__Written exercise__
Scale the records from the line with "road in the photo below." up to and including the last line of the records, and give back only those lines. Copy each line in full, multiplying every coordinate in the answers by 1.4 and rounding to whole numbers, with halves rounded up.

○ ○ ○ ○ ○ ○ ○

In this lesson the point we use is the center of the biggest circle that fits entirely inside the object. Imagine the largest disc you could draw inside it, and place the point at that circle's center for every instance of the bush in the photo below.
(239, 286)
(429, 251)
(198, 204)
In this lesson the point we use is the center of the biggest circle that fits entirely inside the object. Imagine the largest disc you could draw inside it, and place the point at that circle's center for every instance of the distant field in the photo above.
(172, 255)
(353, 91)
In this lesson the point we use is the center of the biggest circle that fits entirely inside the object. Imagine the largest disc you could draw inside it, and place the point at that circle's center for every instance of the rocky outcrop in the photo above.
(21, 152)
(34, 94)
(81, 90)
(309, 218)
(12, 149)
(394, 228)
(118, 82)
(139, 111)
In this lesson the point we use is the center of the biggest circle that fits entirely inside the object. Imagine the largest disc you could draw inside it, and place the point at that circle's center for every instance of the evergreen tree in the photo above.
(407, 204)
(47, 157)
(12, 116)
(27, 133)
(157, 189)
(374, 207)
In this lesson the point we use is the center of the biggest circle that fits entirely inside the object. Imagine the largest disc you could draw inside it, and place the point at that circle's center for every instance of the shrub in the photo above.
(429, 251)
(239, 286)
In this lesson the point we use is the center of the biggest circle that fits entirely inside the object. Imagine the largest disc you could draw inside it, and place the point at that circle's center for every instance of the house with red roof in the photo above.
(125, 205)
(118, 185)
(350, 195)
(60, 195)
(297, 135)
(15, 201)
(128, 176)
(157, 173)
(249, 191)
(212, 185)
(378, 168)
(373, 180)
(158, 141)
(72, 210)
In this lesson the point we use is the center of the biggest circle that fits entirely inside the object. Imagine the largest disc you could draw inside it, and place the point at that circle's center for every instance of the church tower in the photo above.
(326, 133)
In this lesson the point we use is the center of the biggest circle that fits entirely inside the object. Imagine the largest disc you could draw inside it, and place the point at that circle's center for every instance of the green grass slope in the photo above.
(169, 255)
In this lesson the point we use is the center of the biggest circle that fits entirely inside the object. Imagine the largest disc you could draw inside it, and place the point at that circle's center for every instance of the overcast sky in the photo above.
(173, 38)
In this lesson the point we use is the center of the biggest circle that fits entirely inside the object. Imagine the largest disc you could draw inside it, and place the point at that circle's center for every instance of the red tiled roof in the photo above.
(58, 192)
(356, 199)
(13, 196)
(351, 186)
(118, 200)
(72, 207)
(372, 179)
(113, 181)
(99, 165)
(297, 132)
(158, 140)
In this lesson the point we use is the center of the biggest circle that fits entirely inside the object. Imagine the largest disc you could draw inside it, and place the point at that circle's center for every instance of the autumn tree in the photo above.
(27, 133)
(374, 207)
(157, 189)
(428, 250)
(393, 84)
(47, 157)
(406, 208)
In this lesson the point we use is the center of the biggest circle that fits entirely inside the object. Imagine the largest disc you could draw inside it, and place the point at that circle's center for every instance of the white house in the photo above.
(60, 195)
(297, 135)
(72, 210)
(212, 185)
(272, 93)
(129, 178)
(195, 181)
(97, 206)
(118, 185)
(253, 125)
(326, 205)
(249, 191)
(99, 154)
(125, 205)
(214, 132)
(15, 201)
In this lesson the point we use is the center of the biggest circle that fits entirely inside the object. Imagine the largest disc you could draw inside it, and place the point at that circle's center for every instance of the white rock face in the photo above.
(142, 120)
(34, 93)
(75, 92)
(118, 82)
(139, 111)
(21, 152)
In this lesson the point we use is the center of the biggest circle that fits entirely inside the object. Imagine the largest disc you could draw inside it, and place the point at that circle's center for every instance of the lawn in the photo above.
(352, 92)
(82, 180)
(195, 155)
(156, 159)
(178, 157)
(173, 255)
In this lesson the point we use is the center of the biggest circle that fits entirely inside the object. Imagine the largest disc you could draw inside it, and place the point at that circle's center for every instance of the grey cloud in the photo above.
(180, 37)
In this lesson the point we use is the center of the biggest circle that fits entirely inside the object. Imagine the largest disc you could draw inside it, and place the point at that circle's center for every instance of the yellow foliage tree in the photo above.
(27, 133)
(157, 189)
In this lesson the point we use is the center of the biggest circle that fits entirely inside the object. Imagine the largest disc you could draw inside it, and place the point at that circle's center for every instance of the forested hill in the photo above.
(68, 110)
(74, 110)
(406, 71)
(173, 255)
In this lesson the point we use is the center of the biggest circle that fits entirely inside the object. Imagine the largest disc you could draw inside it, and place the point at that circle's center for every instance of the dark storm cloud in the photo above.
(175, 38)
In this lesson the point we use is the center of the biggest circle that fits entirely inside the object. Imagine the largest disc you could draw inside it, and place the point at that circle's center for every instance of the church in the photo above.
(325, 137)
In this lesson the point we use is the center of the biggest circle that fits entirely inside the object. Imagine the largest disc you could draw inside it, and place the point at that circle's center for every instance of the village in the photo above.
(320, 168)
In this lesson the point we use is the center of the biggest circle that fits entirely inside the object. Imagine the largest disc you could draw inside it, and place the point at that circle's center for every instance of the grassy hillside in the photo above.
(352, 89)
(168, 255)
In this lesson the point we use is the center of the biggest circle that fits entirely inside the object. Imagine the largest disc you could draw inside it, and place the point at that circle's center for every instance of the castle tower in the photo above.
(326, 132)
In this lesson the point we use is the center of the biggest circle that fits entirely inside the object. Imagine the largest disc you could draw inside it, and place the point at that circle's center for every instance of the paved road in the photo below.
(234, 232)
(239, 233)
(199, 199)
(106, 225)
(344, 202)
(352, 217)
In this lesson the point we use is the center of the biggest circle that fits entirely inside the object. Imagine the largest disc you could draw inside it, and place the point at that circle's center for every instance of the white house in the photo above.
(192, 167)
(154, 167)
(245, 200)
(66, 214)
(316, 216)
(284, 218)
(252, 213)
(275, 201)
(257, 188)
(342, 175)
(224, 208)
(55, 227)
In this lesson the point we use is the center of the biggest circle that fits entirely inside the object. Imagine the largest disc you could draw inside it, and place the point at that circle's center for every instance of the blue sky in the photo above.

○ ○ ○ ○ ○ ○ ○

__Right answer__
In this lesson the point we use is the center of the biggest circle that fits entirely inside the object. Imagine the largest disc you could draw inside it, and place the point at that circle's center for every instance of the paved road in the photo below.
(328, 325)
(335, 326)
(279, 279)
(148, 315)
(482, 283)
(493, 304)
In this lesson the point we use is the center of the biggest circle that fits entirely inside the object. Imagine the largest disc you could draw inside it, and place the point at that circle's center for every instance of the white house in the photo above.
(269, 234)
(216, 234)
(343, 280)
(92, 300)
(442, 302)
(398, 305)
(353, 298)
(385, 281)
(360, 263)
(479, 245)
(314, 291)
(77, 318)
In this lesson the point we use is the center of the biggest circle that fits entirely inside the object. Imagine the largest disc you could draw inside it, and place the point at that circle's center for every instance of the blue sky in the photo above.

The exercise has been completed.